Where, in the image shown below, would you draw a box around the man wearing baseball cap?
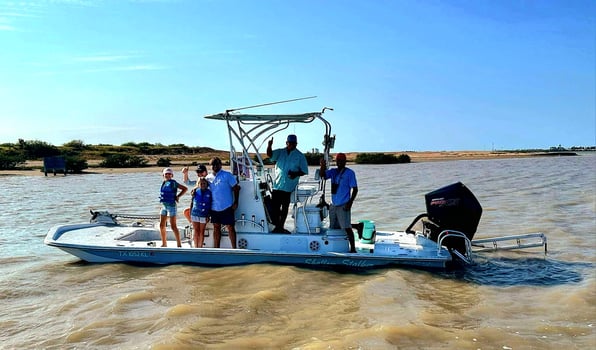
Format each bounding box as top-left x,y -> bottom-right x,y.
319,153 -> 358,253
267,134 -> 308,233
182,164 -> 208,186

────────

• What the exercise asks:
Copy the records above word for word, leaving out the picture.

• Reply:
Where, in the image shown below, would you draw a box around the man wearing baseball cap?
Format each bounding box as top-left x,y -> bottom-right x,y.
319,153 -> 358,253
267,134 -> 308,233
182,164 -> 208,186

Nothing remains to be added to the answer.